Goal -
Reproduce every entry below verbatim, keeping each character and line break unchanged.

Material supplied -

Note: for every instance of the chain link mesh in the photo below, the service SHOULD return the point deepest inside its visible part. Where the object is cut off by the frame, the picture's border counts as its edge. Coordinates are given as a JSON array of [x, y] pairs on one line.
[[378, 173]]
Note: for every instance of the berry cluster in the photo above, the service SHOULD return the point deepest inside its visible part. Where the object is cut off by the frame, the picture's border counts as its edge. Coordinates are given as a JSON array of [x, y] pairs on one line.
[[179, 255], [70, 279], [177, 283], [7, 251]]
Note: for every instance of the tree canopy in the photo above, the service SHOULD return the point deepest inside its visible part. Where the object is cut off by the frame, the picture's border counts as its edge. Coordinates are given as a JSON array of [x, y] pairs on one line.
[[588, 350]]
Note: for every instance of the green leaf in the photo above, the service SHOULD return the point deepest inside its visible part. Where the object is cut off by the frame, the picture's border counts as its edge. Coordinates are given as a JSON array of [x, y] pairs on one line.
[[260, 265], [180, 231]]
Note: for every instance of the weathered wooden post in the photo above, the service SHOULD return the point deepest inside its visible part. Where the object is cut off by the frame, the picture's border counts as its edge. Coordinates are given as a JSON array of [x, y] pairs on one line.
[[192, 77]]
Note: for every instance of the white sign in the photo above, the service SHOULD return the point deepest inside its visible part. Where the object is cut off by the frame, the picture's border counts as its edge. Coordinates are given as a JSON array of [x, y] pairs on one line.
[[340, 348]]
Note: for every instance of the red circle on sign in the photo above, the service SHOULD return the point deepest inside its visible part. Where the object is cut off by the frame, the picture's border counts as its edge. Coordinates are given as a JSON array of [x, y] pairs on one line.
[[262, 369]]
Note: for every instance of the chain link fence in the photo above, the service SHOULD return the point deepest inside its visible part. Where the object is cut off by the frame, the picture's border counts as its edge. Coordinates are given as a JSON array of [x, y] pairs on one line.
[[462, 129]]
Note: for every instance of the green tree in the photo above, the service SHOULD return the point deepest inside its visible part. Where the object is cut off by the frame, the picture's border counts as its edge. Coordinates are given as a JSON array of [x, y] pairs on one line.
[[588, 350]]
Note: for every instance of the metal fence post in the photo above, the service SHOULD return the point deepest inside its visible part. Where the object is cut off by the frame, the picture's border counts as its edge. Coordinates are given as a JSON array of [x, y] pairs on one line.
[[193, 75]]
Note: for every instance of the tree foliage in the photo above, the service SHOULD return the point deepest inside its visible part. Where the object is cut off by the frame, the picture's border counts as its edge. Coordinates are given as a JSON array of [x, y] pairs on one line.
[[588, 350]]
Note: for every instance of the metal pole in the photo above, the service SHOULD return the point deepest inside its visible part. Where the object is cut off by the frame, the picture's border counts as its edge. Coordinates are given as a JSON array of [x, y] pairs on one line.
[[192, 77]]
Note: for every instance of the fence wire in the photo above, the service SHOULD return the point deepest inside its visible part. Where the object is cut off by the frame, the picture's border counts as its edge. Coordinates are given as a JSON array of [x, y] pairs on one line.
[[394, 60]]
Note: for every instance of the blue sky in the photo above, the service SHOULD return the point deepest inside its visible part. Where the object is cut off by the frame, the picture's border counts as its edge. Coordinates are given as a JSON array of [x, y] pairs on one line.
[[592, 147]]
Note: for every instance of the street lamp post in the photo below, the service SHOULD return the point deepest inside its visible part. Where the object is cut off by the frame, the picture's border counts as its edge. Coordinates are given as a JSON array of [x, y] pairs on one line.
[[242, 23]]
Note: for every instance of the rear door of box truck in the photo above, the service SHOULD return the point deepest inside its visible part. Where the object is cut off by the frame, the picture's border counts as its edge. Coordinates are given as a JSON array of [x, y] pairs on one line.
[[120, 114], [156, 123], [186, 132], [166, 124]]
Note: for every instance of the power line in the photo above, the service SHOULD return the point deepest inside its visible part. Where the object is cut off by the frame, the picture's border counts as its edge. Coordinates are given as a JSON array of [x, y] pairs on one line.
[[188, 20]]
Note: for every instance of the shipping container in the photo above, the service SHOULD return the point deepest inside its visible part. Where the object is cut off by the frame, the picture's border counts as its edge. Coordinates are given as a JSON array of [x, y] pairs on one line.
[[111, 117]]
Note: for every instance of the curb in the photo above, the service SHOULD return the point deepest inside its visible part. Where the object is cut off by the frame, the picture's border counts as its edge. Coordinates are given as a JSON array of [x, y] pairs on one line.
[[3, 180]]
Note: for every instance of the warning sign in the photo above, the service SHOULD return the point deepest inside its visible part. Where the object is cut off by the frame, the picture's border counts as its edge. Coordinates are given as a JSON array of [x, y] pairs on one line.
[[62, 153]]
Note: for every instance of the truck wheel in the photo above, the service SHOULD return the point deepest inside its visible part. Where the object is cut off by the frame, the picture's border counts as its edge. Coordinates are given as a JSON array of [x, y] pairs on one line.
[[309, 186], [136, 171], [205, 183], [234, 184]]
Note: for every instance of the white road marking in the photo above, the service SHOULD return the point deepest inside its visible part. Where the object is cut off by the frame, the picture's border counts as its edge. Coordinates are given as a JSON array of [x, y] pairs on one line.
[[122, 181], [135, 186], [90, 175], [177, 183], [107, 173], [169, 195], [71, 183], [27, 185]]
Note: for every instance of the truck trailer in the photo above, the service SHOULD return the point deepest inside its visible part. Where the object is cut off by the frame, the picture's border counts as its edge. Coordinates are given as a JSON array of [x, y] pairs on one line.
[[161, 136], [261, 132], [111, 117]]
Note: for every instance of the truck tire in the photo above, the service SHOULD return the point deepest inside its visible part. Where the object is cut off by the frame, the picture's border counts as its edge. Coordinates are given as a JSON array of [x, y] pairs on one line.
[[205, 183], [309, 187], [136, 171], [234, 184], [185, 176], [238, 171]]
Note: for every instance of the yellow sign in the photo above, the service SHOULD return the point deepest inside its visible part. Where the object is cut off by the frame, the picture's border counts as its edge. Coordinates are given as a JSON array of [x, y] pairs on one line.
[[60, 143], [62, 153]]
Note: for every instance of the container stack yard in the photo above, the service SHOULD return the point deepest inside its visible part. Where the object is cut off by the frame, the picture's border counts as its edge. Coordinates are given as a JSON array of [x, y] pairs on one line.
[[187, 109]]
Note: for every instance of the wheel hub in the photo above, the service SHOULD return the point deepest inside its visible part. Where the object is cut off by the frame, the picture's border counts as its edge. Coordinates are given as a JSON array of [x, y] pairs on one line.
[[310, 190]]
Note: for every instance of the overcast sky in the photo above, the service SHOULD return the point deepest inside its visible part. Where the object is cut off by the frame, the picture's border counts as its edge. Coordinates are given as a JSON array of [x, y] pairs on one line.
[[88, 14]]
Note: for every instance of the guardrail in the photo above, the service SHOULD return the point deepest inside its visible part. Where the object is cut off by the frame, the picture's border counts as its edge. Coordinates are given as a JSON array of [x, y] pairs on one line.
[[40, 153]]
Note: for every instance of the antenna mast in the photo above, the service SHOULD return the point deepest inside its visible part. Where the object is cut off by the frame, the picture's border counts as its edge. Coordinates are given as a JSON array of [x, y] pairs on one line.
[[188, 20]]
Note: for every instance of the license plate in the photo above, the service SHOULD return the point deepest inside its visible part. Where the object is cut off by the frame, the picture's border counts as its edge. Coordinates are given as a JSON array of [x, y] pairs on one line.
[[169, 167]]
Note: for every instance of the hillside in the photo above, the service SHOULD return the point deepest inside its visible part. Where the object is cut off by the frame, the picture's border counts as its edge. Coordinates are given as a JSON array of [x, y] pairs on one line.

Answer below -
Note: for every instance of the chain link mesh in the photo below, the service SHOULD return the point deepest inside its visible part. Where the object is cut off by the frame, the picture's border counts as its edge. Coordinates are given as a JSON array of [x, y] pairs on one line.
[[378, 173]]
Note: for every instance of the berry cluster in the photo above, the service SHOULD return the point deepest inside its visible part. Where the object is cut off by the frame, the picture's border counts as its edge. Coordinates are given as a JSON array of [x, y] pairs on one line.
[[179, 255], [70, 279], [177, 283], [7, 251]]
Note: for every instance of the tree canopy in the photo above, the service SHOULD return the point deepest inside its visible part. Where the object is cut off by the frame, the picture's border counts as its edge. Coordinates are given as a JSON array of [x, y] pairs on one line.
[[588, 350]]
Note: for every instance of the green leaf in the photo above, the service SHOULD return the point deepest inside its visible part. Where the object is cut off by the frame, the picture's border counts as its edge. Coordinates are given as a JSON array of [x, y] pairs on one line.
[[260, 265], [180, 231]]
Note: for every instance of the weathered wooden post in the photo above, the service SHOULD return the point deepest inside its visible part. Where the object is cut off by the frame, the picture's border counts as its edge. Coordinates are given as a JSON array of [x, y] pairs on one line.
[[192, 77]]
Note: for every instance of the white sign in the photo above, the service SHOULD return the point deepest inside its visible part. Where the object is cut off by the frame, the picture's border counts as its edge. Coordinates are given as a JSON array of [x, y] pairs on one line.
[[340, 348]]
Note: for every instance of the red circle on sign in the photo above, the service SHOULD return the point deepest inside its visible part. Where the object is cut off by the frame, the picture's border counts as its edge. Coordinates are given as a JSON array of [x, y] pairs on one line.
[[262, 369]]
Note: for every instance of the chain link fence in the photo above, the service SHOULD return the point deepest inside its visible part. Where the object is cut off by the frame, the picture's border counts as its edge. Coordinates are given as a JSON array of [x, y] pairs on one line.
[[462, 129]]
Note: for every instance of the green tree in the photo above, the service SHOULD return the point deepest inside its visible part. Where the object is cut off by the frame, the picture's border counts as its edge. Coordinates are given as a JSON array of [x, y] pairs on one line.
[[588, 350]]
Note: for every instance of the metal fence post in the photo above, the service SHOULD return the point deepest inside its visible part. Where the object is cut off by the frame, the picture's border counts as its edge. Coordinates are given as a JSON array of [x, y] pairs on one line.
[[193, 75]]
Note: for every instance of the tree foliage in the photo above, the service SHOULD return the point deepest inside its visible part. Where the object is cut off by the frame, the picture's border counts as its edge. Coordinates are given as a JSON array of [x, y] pairs on one line.
[[588, 350]]
Note: for every instance of the metal pole in the photo above, the service SHOULD return the point deepest inside its visible part. Where the object is cut off by the frame, the picture's border counts as its edge. Coordinates are given as a JSON array of [x, y] pairs on one line.
[[192, 77]]
Note: for every instance of the fence wire in the photo above, the service SHOULD return the point deepest inside its visible part. Where the object is cut off by the frame, the picture's border counts as its edge. Coordinates are given as a JSON array of [x, y] pairs on one line.
[[394, 60]]
Note: for every instance of the blue sky in the photo above, the service SHOULD return the point deepest inside its visible part. Where the object is cut off by the frame, the picture's border counts as its edge. Coordinates are given as a JSON array of [x, y] pairs on one line.
[[592, 147]]
Note: for every instance of the street lamp post in the photo below, the service SHOULD return the point deepest inside its visible part. Where the object is cut off by the frame, the picture's border counts as its edge. Coordinates are given as a JSON array of [x, y] pairs on one line.
[[242, 23]]
Note: for every instance of the rear door of box truck in the photo above, the service SHOULD return the point deepest inside its visible part. Where the object is cut off by the frame, the picture's border counts as its edge. Coordinates are given as a JSON array of [x, y] pairs on one line.
[[120, 114], [156, 123], [186, 132], [166, 124]]
Note: for every instance of the power line in the photo above, the service SHOULD return the point deepest inside its visible part. Where the object is cut off by the frame, the picture's border counts as its edge. Coordinates are given as a JSON array of [x, y] pairs on one line.
[[188, 20]]
Note: for every instance of the shipping container in the photo above, the service SHOULD return the point deepest inside its visible part. Where the object is cut off by the frame, the picture's border counts as its edge. Coordinates are given as a JSON array of [x, y] pairs on one line.
[[111, 117]]
Note: for every instance of the curb in the photo above, the service SHOULD return the point deepest inside its visible part. Where the object is cut off by the frame, the picture's border counts as its edge. Coordinates are given as a JSON array of [x, y] pairs on one line.
[[3, 180]]
Note: for every instance of the warning sign in the photo above, the service SHOULD return the point deepest inside its visible part. Where the object is cut off by the frame, the picture's border counts as its edge. Coordinates are given as a JSON array of [x, y] pairs on one line.
[[62, 153]]
Note: for every instance of the truck wheel in the photo above, the service SHOULD return the point deepest inside its visible part. Where the object is cut off by the frame, the picture's border counts as its edge. Coordinates are given as a JSON array of [x, y] pairs on one line.
[[309, 186], [136, 171], [205, 183], [234, 184]]
Note: for every instance of the white road marking in the photo above, the service SHOULD return the point deepest inside its visible part. Where the object is cut off by the frame, the picture's border counts as its edge. Coordinates are given as a JSON array of [x, y] pairs on one line.
[[122, 181], [135, 186], [90, 175], [177, 183], [107, 173], [169, 195], [71, 183], [27, 185]]
Note: for every instance of the truck trailer in the photo above, the service SHOULD return the point deepest inside its visible part. Where the object is cut off by the frame, the picture's border counts as its edge. Coordinates are given as a JSON array of [x, y] pairs on one line.
[[161, 136], [261, 132], [111, 117]]
Note: for every instance of the truck tire in the photo above, the service SHOULD return the point deepest inside its visible part. Where the object is cut off by the frame, the picture's border counts as its edge. Coordinates are given as a JSON array of [x, y] pairs on one line.
[[205, 183], [309, 187], [136, 171], [234, 184], [185, 176], [238, 171]]
Note: for every instance of the yellow sign in the photo above, the service SHOULD return the point deepest inside its visible part. Where the object is cut off by the frame, the picture's border counts as its edge. Coordinates are given as a JSON array of [x, y] pairs on one line.
[[60, 143], [62, 153]]
Note: for every instance of the container stack yard in the photo above, the service SHOULD return the point deepest inside its visible part. Where the object is cut off by the frame, the picture's border counts as its edge. Coordinates are given as a JSON array of [x, y] pairs on one line.
[[187, 109]]
Note: for every instance of the wheel hub in the photo above, the service SHOULD return the point deepest inside its visible part. Where the object is cut off by the frame, the picture's border counts as its edge. Coordinates are given as a JSON array of [x, y] pairs on one line.
[[310, 190]]
Note: for every instance of the overcast sky in the photo above, the service SHOULD return the point deepest inside its visible part. Where the object is cut off by the frame, the picture's border counts as its edge. Coordinates are given as a JSON array of [x, y] pairs on one line.
[[88, 14]]
Note: for every instance of the guardrail in the photo above, the service SHOULD return the point deepest inside its visible part. Where the object is cut off by the frame, the picture's border counts as its edge. Coordinates are given as a JSON array of [x, y] pairs on one line.
[[40, 153]]
Note: for every instance of the antenna mast in the photo above, the service SHOULD return the point deepest inside its visible part. Where the object is cut off by the frame, the picture's border counts as its edge. Coordinates are given as a JSON array of [x, y] pairs on one line.
[[188, 20]]
Note: for every instance of the license plate in the photo above, the service SHOULD return the point deepest inside its visible part. Where the object is cut off by the frame, the picture's border counts as its edge. Coordinates are given as a JSON array of [x, y] pairs on one line.
[[169, 167]]
Note: for every instance of the hillside in the photo above, the service SHOULD return the point deepest inside its visible part. Where the object is cut off by the frame, the picture's border counts as its edge. Coordinates are given as a JSON array of [x, y] pairs on one line.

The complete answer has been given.